Marriage: The Doing and Display of God

The first two messages were meant to support that first reason. I tried to show that marriage is the doing of God and the display of God. That is its glory—it is from him and through him and to him. The purpose of human marriage is temporary. But it points to something eternal, namely, Christ and the church. And when this age is over, it will vanish into the superior reality to which it points.

Jesus said in Matthew 22:30, “In the resurrection they neither marry nor are given in marriage, but are like angels in heaven.” This is why my father, Bill Piper, will not be a bigamist in the resurrection. Both my mother and my step mother have died. My father had a thirty-six-year marriage with my mother and, after her death, a twenty-five-year marriage with my stepmother. But in the resurrection, the shadow gives way to the reality. Marriage is a pointer toward the glory of Christ and the church. But in the resurrection the pointer vanishes into the perfection of that glory.

**Set of tasks**
A: Write out the part of the marriage passage that begins with the words "Marriage: The Doing" and ends with "which it points.".
B: Please extend the marriage passage, starting right after its final sentence.

(Segmentation mask data)
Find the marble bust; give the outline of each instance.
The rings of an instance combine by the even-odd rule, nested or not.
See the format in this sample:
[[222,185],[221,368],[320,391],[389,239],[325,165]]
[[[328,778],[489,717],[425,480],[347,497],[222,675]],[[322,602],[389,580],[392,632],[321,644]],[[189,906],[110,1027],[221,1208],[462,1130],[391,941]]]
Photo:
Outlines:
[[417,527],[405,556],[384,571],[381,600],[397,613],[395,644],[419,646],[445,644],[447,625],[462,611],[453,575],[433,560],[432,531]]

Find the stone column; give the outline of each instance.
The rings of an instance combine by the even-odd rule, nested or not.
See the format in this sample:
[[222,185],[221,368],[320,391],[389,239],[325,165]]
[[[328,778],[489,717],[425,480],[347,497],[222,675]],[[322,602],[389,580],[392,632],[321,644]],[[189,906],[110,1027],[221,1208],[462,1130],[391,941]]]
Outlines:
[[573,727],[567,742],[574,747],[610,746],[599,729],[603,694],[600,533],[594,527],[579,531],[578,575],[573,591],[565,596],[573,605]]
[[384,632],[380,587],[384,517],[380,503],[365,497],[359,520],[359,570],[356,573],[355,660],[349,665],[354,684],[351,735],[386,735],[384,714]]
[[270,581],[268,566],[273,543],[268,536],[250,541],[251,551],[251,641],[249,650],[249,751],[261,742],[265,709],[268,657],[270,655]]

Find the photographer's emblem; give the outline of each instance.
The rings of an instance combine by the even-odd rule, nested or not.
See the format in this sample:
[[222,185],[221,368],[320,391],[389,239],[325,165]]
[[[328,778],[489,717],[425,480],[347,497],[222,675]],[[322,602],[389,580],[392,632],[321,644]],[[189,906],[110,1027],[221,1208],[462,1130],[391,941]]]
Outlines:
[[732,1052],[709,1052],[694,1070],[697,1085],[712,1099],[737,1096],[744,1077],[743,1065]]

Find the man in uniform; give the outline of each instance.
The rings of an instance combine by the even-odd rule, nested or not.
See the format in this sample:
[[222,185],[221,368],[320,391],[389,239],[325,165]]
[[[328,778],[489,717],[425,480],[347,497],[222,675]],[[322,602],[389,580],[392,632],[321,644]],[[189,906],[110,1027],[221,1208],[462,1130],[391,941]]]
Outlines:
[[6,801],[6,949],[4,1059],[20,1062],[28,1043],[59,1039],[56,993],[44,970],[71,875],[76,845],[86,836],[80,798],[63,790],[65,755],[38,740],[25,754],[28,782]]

**Exercise answers**
A:
Marriage: The Doing and Display of God

The first two messages were meant to support that first reason. I tried to show that marriage is the doing of God and the display of God. That is its glory—it is from him and through him and to him. The purpose of human marriage is temporary. But it points to something eternal, namely, Christ and the church. And when this age is over, it will vanish into the superior reality to which it points.

B:
Marriage: Firmly Based in Grace

Then the point last week was that marriage is based on grace—the vertical experience of grace from Christ through his death on the cross, and then that very grace bent out horizontally from husband to wife and wife to husband. We simply pointed out this general structure of the Christian marriage (and the marriage where only one of the partners is a Christian) from Colossians 2:13-14 and 3:13. Colossians 2:13b-14 tells us how God provided a basis for the forgiveness of our sins: “. . . having forgiven us all our trespasses, by canceling the record of debt that stood against us with its legal demands. This he set aside, nailing it to the cross.” The record of debt that mounts up against us because of our sin God set aside by nailing it to the cross—and the point, of course, is not that nails and wood take away sin, but the pierced hands and feet of the Son of God take away sin (see Isaiah 53:5-6).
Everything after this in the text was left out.